:: Records ::
----

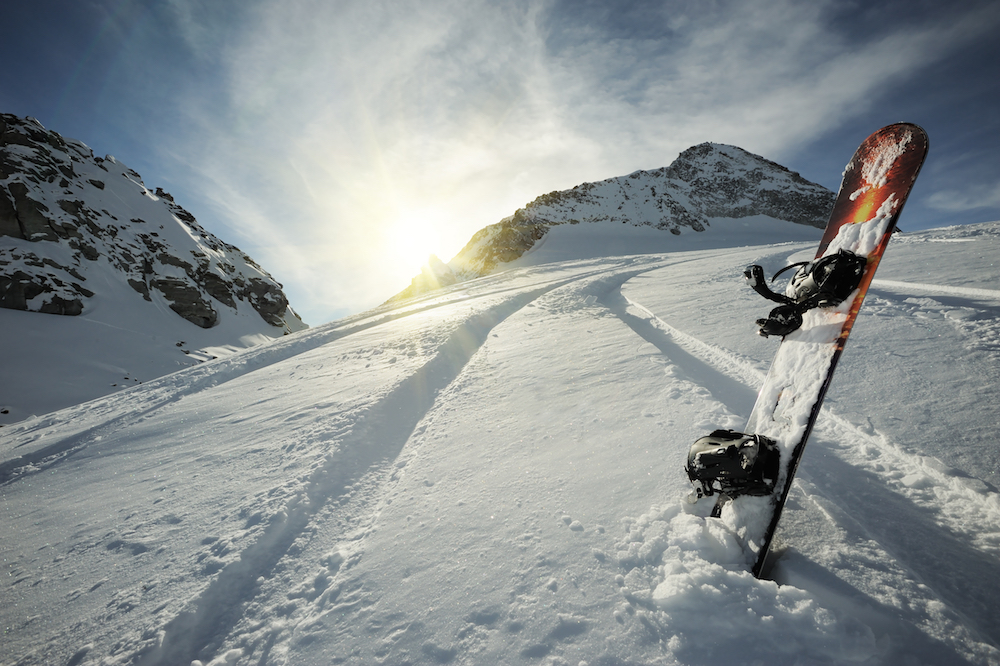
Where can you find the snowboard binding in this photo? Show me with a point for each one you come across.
(733, 464)
(822, 283)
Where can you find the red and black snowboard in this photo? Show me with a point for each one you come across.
(876, 184)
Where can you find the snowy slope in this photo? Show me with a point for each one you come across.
(106, 283)
(643, 213)
(492, 474)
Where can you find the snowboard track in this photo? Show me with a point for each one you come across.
(931, 544)
(375, 441)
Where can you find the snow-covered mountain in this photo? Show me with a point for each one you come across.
(492, 474)
(82, 236)
(705, 186)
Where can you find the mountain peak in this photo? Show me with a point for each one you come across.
(70, 221)
(707, 181)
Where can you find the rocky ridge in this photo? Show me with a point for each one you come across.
(67, 217)
(705, 181)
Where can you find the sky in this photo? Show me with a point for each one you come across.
(340, 142)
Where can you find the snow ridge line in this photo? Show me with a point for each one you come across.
(377, 438)
(131, 404)
(970, 292)
(969, 507)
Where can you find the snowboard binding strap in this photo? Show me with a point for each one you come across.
(825, 282)
(733, 464)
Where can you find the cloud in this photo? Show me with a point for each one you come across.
(969, 198)
(338, 122)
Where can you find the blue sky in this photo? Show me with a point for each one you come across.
(340, 142)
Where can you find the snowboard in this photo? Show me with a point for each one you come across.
(875, 186)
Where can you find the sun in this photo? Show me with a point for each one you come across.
(411, 238)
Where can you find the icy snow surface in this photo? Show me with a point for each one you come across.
(492, 474)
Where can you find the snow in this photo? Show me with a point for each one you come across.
(492, 474)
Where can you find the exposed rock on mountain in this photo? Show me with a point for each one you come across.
(69, 220)
(705, 182)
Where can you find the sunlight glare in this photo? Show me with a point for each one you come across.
(412, 238)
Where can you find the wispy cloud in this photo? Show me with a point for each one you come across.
(969, 198)
(344, 124)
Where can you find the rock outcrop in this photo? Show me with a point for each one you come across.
(704, 182)
(70, 221)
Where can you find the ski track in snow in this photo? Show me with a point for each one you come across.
(911, 576)
(933, 503)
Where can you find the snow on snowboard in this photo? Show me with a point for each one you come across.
(749, 475)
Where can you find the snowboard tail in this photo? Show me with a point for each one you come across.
(876, 184)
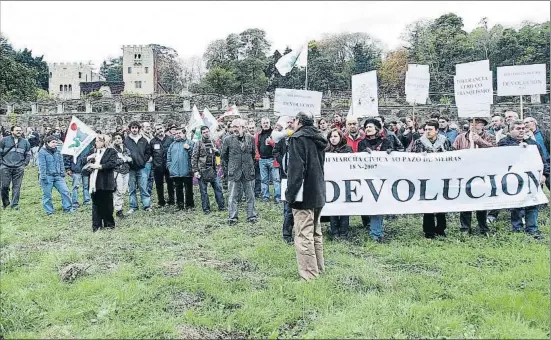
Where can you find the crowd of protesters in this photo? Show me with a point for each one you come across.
(242, 161)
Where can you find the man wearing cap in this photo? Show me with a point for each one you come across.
(15, 155)
(353, 134)
(476, 137)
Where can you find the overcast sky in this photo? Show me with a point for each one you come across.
(92, 31)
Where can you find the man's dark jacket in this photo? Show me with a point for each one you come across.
(140, 152)
(239, 155)
(159, 149)
(306, 161)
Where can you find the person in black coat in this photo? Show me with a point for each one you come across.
(102, 183)
(337, 144)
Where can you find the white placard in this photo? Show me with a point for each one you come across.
(417, 84)
(288, 102)
(521, 80)
(410, 183)
(365, 100)
(481, 65)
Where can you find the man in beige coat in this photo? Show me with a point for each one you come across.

----

:: Set task ::
Render every line of the records above as a Markdown table with the columns "No." and "Line", numbering the rows in order and skipping blank lines. Omit the pictures.

:: The response ::
| No. | Line |
|---|---|
| 1 | Where can you find the snowboard binding in this photo? Show me with a point for each one you come across. |
| 2 | (733, 464) |
| 3 | (822, 283) |
| 4 | Where can you find the red and black snowboard in this photo? Show me with a point for each one you come across. |
| 5 | (876, 184) |
| 6 | Where can you find the snowy slope in this photo? Show me with a point for each one you come across. |
| 7 | (106, 283) |
| 8 | (643, 213) |
| 9 | (492, 474) |
| 10 | Where can you find the snowboard track in this photo? Show me with a point for each one you come across. |
| 11 | (931, 544) |
| 12 | (375, 441) |
| 13 | Where can you find the snow-covered mountain in this photo? Show me with a point for each one you come across. |
| 14 | (492, 474) |
| 15 | (82, 236) |
| 16 | (705, 186) |
| 17 | Where can you find the mountain peak in this photo? Show me with a point for each one you come across. |
| 18 | (70, 221) |
| 19 | (707, 181) |
| 20 | Where can you find the rocky ridge in this photo? Show me with a point for each one you come across. |
| 21 | (67, 217) |
| 22 | (705, 181) |
| 23 | Where can you find the sky in this photo? Show me with a point for each one you come across. |
| 24 | (340, 142) |
| 25 | Where can you find the snow ridge line in this photo? Show me with a point for each one you come across. |
| 26 | (377, 438) |
| 27 | (131, 404) |
| 28 | (970, 292) |
| 29 | (969, 507) |
| 30 | Where can you find the snowboard binding strap in this photo? Show me with a point for each one you come across. |
| 31 | (825, 282) |
| 32 | (733, 464) |
| 33 | Where can you find the cloud in this photo? Show me with a point for each one you come across. |
| 34 | (969, 198) |
| 35 | (338, 122) |
| 36 | Where can you find the blue sky in this photo? Show me with a point for each one you come across. |
| 37 | (340, 142) |
| 38 | Where can you find the snowboard in this photo? Show me with a point for each one you come across. |
| 39 | (875, 186) |
| 40 | Where can you find the sun in this photo? Show me with a point for each one you come across. |
| 41 | (411, 238) |
| 42 | Where can you find the icy snow surface in this photo? Show me with a point for each one you come across. |
| 43 | (492, 474) |
| 44 | Where can you find the snow in this photo? Show me with a point for each one you come across. |
| 45 | (492, 474) |
| 46 | Where can you find the exposed rock on mountain in this photo? Show me with a point for each one you come across. |
| 47 | (69, 220) |
| 48 | (705, 182) |
| 49 | Where can you find the sunlight glare in this photo? Show me with a point for each one you come across. |
| 50 | (412, 238) |
| 51 | Where can you find the wispy cloud in this photo? Show me with a point for each one you come across. |
| 52 | (969, 198) |
| 53 | (344, 124) |
| 54 | Where can you find the rock outcrop in this photo? Show me with a point for each one you come across. |
| 55 | (704, 182) |
| 56 | (70, 221) |
| 57 | Where can you find the ski track in snow in this photo? Show me with a point for each one you come across. |
| 58 | (911, 576) |
| 59 | (933, 503) |
| 60 | Where can you find the snow on snowboard in this photo? Show me with a point for each one you come across. |
| 61 | (749, 475) |
| 62 | Where can you find the snowboard tail in this photo? Show me with a point for each one you come across. |
| 63 | (876, 184) |
| 64 | Where can you find the crowd of protesters in this photo? Show me with a point for each one you come across. |
| 65 | (242, 161) |
| 66 | Where can you find the man wearing cap in this photo? Show me with a point for each one you come across. |
| 67 | (15, 155) |
| 68 | (353, 134) |
| 69 | (476, 137) |
| 70 | Where can you find the overcast sky in this photo? Show me with a point for each one you come across. |
| 71 | (92, 31) |
| 72 | Where can you find the man's dark jacket in this photo? Show me with a point for each one you come across. |
| 73 | (140, 152) |
| 74 | (239, 155) |
| 75 | (159, 149) |
| 76 | (306, 161) |
| 77 | Where can you find the person in black coat in this photo? Show me with a point for each one you come across. |
| 78 | (102, 183) |
| 79 | (337, 144) |
| 80 | Where can you find the white placard in this photo? Show me with a point for each one you come across. |
| 81 | (417, 84) |
| 82 | (288, 102) |
| 83 | (521, 80) |
| 84 | (410, 183) |
| 85 | (365, 100) |
| 86 | (481, 65) |
| 87 | Where can you find the man in beige coat in this photo? Show me with a point for each one you come across. |